La Valpelline è invero una strana valle in realtà poco Aostana ,  che risente dei caratetri alpini della vicina Svizzera,con una numerosa serie di piccoli villaggi  che  incastonano tutto il fondo valle a partire da  Roisan e su su fino a Bionaz. Quindi una valle  abbastanza  abitata in un susseguirsi di frazioni,  agglomerati, piccoli paesi  che rivelano una costante cura del territorio, la conservazione del patrimonio edilizio e soprattutto  cura dei prati e delle pinete, intensamente sfruttati per  Allevamento degli animali e la pastorizia in genere.
Noi il Sabato ci dirigiamo verso Oyace e Bionaz ed in particolare alla frazione di Ruz  (1696) che in realtà presenta il toponimo di Ru sulle  indicazioni locali.
Odore di fieno, di stalle e ricoveri per animali quasi ovunque. Lasciata la macchina nel piccolo piazzale   della frazione, puntiamo al Rifugio Crete Seche posto a quota 2410 mt.
Una  strada interpoderale risale lungamente il pendio  morenico, interessato nella prima parte da grandi fenomeni valanghivi. In mancanza di neve come oggi sarebbe molto meglio affrontare la Scorciatoia  che praticamente taglia  tutti i tornanti per poi risalire velocemente sempre su erba l’ evidente costone erboso che si inoltra parzialmente nella pineta per poi uscirne allo scoperto negli ultimi 200 mt. Noi oggi un po’ per gli zaini  pesantissimi per sci e  scarponi, un po’ per la speranza di trovare le prime lingue neve , preferiamo affrontare la strada, che tagliando tutte le morene del soprastante vallone, ci porta in una ora di faticoso cammino a trovare finalmente  i primi evidenti pendii innevati che, con  varie curve e spostamenti sensibili, dalla quota di 2100 mt ci portano al rifugio Crete Seche
     
Costruzione abbastanza recente interamente in calcestruzzo e pietra, che risale circa al 1968.

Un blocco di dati
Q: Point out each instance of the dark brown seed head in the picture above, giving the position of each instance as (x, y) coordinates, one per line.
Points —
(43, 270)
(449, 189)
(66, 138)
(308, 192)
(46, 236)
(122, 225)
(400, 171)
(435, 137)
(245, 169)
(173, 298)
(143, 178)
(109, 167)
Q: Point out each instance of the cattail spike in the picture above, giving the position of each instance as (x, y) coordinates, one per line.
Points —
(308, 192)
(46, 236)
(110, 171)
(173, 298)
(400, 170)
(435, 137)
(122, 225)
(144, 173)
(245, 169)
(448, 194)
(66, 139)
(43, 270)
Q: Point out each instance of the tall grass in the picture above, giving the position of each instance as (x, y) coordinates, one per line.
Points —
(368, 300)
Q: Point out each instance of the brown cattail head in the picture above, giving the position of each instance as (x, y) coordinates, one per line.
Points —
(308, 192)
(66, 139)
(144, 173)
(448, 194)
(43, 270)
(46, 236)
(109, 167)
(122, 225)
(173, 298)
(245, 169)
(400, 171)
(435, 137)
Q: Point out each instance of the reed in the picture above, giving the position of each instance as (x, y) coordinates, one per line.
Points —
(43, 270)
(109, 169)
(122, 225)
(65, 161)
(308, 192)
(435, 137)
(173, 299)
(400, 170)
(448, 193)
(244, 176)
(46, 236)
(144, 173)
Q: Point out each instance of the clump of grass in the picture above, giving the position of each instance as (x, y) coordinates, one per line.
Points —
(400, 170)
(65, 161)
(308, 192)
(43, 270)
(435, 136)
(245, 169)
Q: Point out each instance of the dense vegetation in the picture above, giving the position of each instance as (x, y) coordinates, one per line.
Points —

== DA FARE ==
1. Secondo il brano sulla Valpelline, a che quota si trova il Rifugio Crete Seche?
2. Riscrivi il brano sulla Valpelline da "Odore di fieno, di" fino a "quota 2410 mt." compreso, mettendo "auto" al posto di "macchina".
3. Per ciascuna affermazione, di' se concorda con il brano sulla Valpelline:
(a) La strada interpoderale risale il pendio morenico.
(b) Il sabato il gruppo sceglie di salire per la Scorciatoia.
(c) Sulle indicazioni locali la frazione di Ruz porta il nome di Ru.

== ESERCIZIO SVOLTO ==
1. A 2410 metri.

2.
Odore di fieno, di stalle e ricoveri per animali quasi ovunque. Lasciata la auto nel piccolo piazzale   della frazione, puntiamo al Rifugio Crete Seche posto a quota 2410 mt.

3.
(a) Sì: "risale lungamente il pendio".
(b) No: "preferiamo affrontare la strada".
(c) Sì: "presenta il toponimo di Ru".